- [Directions for this task]:
Edit each of the entries below so that every "divided by a tab" becomes "separated by a comma", and leave everything else unchanged. Leave the pictures out of your answer.
[Data start]
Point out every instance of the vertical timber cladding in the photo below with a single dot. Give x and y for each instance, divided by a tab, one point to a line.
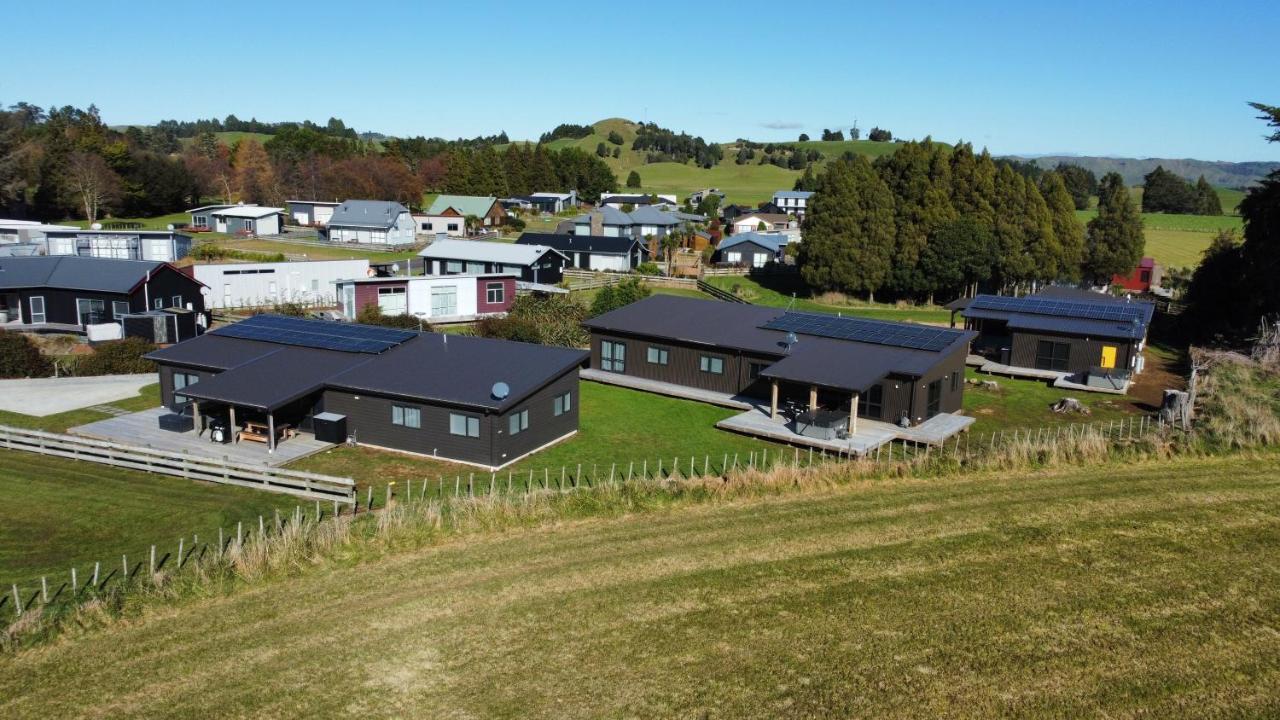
1086	351
684	364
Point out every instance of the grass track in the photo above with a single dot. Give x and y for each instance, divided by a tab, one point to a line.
1115	591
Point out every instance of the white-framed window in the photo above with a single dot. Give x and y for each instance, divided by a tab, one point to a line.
406	417
37	309
464	425
563	404
613	356
517	423
444	301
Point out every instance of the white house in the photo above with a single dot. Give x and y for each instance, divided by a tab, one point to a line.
256	285
371	222
792	201
311	213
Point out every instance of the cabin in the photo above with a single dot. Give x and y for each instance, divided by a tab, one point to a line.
1075	338
433	299
311	213
269	378
71	292
899	373
448	214
593	253
530	263
259	285
371	222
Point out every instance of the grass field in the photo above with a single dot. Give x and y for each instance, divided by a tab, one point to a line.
776	291
60	513
1118	591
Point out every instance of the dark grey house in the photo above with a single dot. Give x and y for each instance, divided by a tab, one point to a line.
593	253
72	291
472	400
1086	337
891	370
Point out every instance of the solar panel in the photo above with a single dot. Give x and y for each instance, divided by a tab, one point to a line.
858	329
321	335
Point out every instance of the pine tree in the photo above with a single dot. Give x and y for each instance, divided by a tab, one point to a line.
849	229
1207	203
1114	240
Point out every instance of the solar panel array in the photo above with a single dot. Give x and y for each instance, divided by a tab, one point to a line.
1115	311
321	335
877	332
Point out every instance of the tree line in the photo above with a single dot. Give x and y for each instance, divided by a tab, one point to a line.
931	219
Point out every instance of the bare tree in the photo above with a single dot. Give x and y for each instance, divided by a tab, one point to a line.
95	185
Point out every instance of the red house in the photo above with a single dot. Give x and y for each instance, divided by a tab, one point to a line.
1142	278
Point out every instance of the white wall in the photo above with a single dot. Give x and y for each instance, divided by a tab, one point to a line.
229	286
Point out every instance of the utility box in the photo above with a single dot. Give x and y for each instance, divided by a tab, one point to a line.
329	427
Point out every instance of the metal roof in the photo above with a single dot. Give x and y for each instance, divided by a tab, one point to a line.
485	251
74	272
366	214
598	244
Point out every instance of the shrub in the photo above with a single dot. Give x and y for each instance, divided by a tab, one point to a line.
118	358
19	358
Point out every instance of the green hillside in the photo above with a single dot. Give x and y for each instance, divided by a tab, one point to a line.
1105	592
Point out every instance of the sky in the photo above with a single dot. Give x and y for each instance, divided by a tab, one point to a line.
1148	80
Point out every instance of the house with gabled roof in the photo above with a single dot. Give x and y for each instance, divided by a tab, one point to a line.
371	222
448	214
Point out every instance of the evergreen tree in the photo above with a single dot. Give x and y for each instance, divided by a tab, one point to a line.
849	229
1207	203
1114	240
1066	228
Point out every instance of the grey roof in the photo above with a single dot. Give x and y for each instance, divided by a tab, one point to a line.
74	272
366	214
840	364
597	244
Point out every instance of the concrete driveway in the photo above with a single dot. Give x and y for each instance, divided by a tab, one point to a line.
49	396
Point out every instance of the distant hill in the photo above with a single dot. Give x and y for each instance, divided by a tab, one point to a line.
1221	174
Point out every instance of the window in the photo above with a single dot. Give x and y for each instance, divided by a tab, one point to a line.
563	404
871	404
444	301
406	417
1052	355
464	425
613	356
517	422
37	309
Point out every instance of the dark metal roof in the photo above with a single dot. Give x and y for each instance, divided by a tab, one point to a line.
600	245
73	272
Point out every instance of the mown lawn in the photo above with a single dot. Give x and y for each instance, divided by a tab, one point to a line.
777	291
1104	592
62	513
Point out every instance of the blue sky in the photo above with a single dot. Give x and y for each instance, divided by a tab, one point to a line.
1096	78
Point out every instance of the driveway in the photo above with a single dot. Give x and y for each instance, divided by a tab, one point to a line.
49	396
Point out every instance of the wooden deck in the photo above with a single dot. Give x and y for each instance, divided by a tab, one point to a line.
142	429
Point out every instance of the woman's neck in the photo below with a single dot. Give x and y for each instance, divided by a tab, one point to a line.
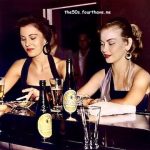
119	68
40	62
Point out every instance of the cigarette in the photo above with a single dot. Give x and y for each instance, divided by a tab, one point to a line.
21	98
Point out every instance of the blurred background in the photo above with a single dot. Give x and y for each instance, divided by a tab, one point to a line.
69	25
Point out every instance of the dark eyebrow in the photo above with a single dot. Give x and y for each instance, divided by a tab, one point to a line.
33	34
29	35
111	39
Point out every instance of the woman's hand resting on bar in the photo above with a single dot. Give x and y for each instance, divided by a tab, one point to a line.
33	94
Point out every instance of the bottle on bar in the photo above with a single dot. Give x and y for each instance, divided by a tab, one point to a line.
43	114
69	91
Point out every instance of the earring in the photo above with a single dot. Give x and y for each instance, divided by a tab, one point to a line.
128	56
46	49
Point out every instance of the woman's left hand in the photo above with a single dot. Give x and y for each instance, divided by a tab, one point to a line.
33	94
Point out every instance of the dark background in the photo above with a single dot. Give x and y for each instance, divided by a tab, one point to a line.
68	25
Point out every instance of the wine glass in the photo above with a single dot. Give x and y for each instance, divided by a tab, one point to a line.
2	83
70	103
56	93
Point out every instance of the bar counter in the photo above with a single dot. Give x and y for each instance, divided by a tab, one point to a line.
129	131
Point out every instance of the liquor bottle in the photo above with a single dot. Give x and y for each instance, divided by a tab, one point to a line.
69	91
43	114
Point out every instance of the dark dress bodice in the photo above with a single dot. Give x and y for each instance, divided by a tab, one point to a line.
25	69
141	107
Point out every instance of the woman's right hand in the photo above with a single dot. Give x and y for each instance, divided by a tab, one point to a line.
88	101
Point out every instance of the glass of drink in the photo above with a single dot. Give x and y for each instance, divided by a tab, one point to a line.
70	103
90	120
56	93
2	83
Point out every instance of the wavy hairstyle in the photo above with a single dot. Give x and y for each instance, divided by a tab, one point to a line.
42	24
128	31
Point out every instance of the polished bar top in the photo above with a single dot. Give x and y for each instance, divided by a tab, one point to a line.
133	121
21	129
[Data end]
- [Expected output]:
Point out every instance of the vertical timber cladding in the photo below with a single dot. Give x and y for each instance, separated by a comma, one point to a line.
1086	351
684	364
Point out every instance of the grass track in the photo above with a single dot. Give x and y for each instance, separated by a comma, one point to a line.
1115	591
Point out every instance of the white-framed window in the photo above with a single dot. Give x and y for each instance, separated by a comma, one point to a line.
406	417
37	309
464	425
563	404
613	356
517	423
444	301
Point out every instance of the white house in the photo above with a single dot. Give x and y for each instance, separated by a comma, one point to a line.
256	285
371	222
792	201
311	213
Point out every instance of the cabin in the photo above with a single dot. Give x and y for each instance, separated by a comma, one point to a line.
1075	338
433	299
311	213
269	378
71	292
899	373
448	214
593	253
530	263
259	285
371	222
Point out every instance of the grass field in the photo above with a single dot. Give x and y for each instance, separated by a comma, one point to a line.
776	291
60	513
1118	591
Point out every instance of the dark grey house in the photo above with a single dot. Give x and y for each instance, separated by a comma, one point to a line.
593	253
72	291
472	400
1086	337
891	370
Point out every instance of the solar panel in the photo above with a single dot. Give x and y for each instance, separated by a comma, one point to a line.
858	329
321	335
Point out every instance of the pine tree in the photo above with a single dot. Give x and y for each instance, separated by a comma, one point to a line.
849	229
1207	203
1114	240
Point out every instance of the solar panel array in the photo above with a single dot. Give x and y for each instance, separated by a comma, one point to a line.
1115	311
321	335
877	332
Point out every instance of the tree line in the photo above with a single dot. Give x and y for each instance, separated by a comma, one point to a line.
931	219
Point out every instance of the bare tree in the photo above with a single dot. Give x and y for each instance, separated by a comma, one point to a line.
95	185
Point out every instance of the red house in the photo above with a single dot. Give x and y for each instance, separated by a comma, one point to a line.
1142	278
Point out every instance of the white wall in the photo above with a single dot. Give x and y for each instance, separated by a comma, one point to a line.
229	286
Point out every instance of the utility box in the photo above with a single dot. Give x and y for each instance, separated by a comma, one point to a line.
329	427
Point out every instance of the metal roof in the photo above with a single dot. Give x and y for each instance, separated by a comma, one point to a line.
485	251
74	272
366	214
598	244
Point out every instance of the shrub in the photo above with a single dot. Give x and y for each instance, separated by a comma, one point to a line.
118	358
19	358
Point out every instance of the green hillside in the photo above with a single dot. Give x and y for each instance, separated by a comma, one point to a line.
1105	592
Point out every instance of the sky in the photo above with a single dot. Give x and y for each instance, separated by a comma, one point to a line.
1148	80
Point out every instance of the house with gabled roof in the photo above with a single dot. Give x and y for each instance, separated by a comma, one point to a line.
371	222
448	214
Point out every instance of the evergreen tree in the photo above with a single dot. Give x and y for each instance, separated by a comma, one point to a line.
849	229
1207	203
1114	240
1066	228
Point out every instance of the grey roof in the photo above with a single dot. Give x and y for each instance, separated by a comma, one point to a line.
74	272
366	214
840	364
597	244
Point out every instance of the concrete driveway in the photo above with a single dot. Give x and y for each instance, separated by a comma, one point to a line.
49	396
Point out every instance of the distant hill in the photo above with a single dot. Give x and y for each instance, separated by a comma, one point to a line.
1221	174
Point out every instance of the window in the photo above with a single dot. Give x and y for each instance, separated by a comma, one point to a line.
563	404
871	404
444	301
406	417
1052	355
464	425
613	356
517	422
37	309
Point out every instance of the dark metal roof in the photo above with a single dot. Give x and y for each instance, separated by a comma, one point to a line.
600	245
73	272
Point out every instance of the mown lawn in the photo above with a single dot. Give x and y for each instance, separated by a comma, one point to a line.
777	291
1104	592
62	513
Point out every instance of the blue sky in the photo above with a single dot. Give x and y for each instance, separated by a comma, one point to a line.
1096	78
Point out every instance of the driveway in the photo above with a single dot. Give x and y for each instance, separated by a comma, one point to a line.
49	396
Point out every instance of the wooden deck in the photo above with a single dot. Give x and y for each instance, separated by a comma, one point to a line.
142	429
Point out every instance of the woman's neck in the photo below with a single dot. Give x and y for each instance, separated by a comma, one point to a line.
119	68
40	62
Point out every instance of the cigarette in the photo above with a single dot. Give x and y for each instance, separated by a comma, one point to a line.
21	98
Point out every instance of the blurred background in the photo above with a single dot. Give x and y for each instance, separated by a comma, one point to a line.
69	25
Point out every instance of the dark eyebrow in the photo above with a single dot. Give x and y for each instance, separated by a comma, one point to a line.
33	34
29	35
111	39
Point out every instance of the woman's hand resting on bar in the photo above with a single dot. Give x and y for each instance, separated by a comma, one point to a line.
33	94
Point out every instance of the bottle on bar in the photo above with a single dot. Give x and y for each instance, separated by a comma, one point to a line.
43	114
69	91
Point out every instance of the earring in the photo above with a single dot. Give x and y for each instance, separated by a comma, one point to a line.
128	56
46	49
Point out every instance of the woman's left hand in the photo above with a single dot. Give x and y for each instance, separated by a comma, one point to a line.
33	94
Point out every instance of the dark background in the photo above with a single dot. Give x and y for each instance, separated by a comma, one point to a line.
68	25
Point out every instance of the wine glass in the photo above with a single dot. Give x and y for each instance, separated by a comma, one point to a line.
2	83
70	103
56	93
Point out every instance of the bar counter in the photo above with a single dot. Give x and y for each instance, separated by a comma, one point to a line.
129	131
Point out every instance of the liquor bottle in the photo above with a single dot. Give x and y for each instance, separated by a comma, one point to a line.
69	91
43	114
Point out every instance of the dark dress bodice in the photo above with a single dot. Give x and y for each instance, separated by a comma, one point to a line.
25	69
141	107
Point out every instance of the woman's right hand in the photo above with a single dot. Give x and y for each instance, separated by a comma, one point to a line.
88	101
Point out every instance of the glass of drink in the photo above with a single dot. Give x and y for each instance, separated by a comma, one point to a line.
70	103
90	120
56	93
2	83
Point out every instance of the wavy hairstyle in the photo above with a single dot. Give x and y for each instance, separated by a comma, one point to a line.
42	24
128	31
Point out every instance of the polished bar top in the photo above with a single dot. Give x and y for each instance, separated by a comma, one point to a line.
133	121
21	129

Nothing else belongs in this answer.